Instructions to follow
Tally the lines of the data that include the word "Target". Only the number is to be returned.

[[ Records to use, beginning ]]

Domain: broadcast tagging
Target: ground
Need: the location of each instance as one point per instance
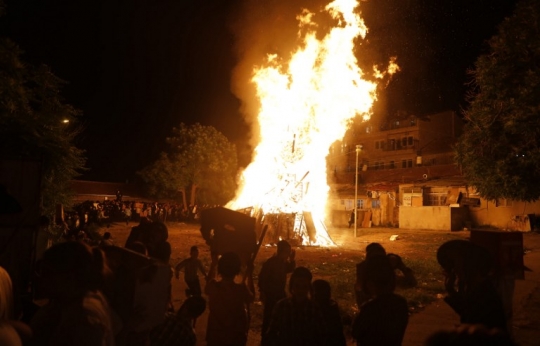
(336, 264)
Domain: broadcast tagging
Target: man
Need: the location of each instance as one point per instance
(177, 329)
(273, 278)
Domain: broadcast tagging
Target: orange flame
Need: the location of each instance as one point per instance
(305, 106)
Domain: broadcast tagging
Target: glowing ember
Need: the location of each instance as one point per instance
(305, 106)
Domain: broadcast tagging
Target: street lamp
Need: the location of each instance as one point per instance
(358, 149)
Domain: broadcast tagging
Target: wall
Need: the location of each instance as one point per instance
(514, 217)
(436, 218)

[[ Records to use, end ]]

Task solution
6